== Segment start ==

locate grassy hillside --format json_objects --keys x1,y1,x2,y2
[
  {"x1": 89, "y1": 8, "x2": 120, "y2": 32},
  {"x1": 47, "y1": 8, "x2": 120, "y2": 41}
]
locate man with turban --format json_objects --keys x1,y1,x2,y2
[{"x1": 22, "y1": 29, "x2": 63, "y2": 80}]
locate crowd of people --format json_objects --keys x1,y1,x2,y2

== Segment end ==
== Segment start ==

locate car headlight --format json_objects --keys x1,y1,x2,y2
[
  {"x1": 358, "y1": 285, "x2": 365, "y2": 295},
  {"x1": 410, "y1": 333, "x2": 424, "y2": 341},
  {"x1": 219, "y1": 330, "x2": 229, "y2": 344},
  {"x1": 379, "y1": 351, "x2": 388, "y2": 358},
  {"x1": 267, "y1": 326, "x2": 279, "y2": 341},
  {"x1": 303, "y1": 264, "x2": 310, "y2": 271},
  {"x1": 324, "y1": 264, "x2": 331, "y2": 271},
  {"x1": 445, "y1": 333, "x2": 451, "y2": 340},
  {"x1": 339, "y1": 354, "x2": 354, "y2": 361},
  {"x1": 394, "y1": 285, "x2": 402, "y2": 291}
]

== Segment end ==

### Instructions for the task
Would you print exactly, and only, the lines of the data above from the line with "locate man with" through the line with "locate crowd of", inclusive?

### Reply
locate man with turban --format json_objects --keys x1,y1,x2,y2
[{"x1": 22, "y1": 29, "x2": 63, "y2": 80}]
locate crowd of people --format json_objects --keys x1,y1,x2,y2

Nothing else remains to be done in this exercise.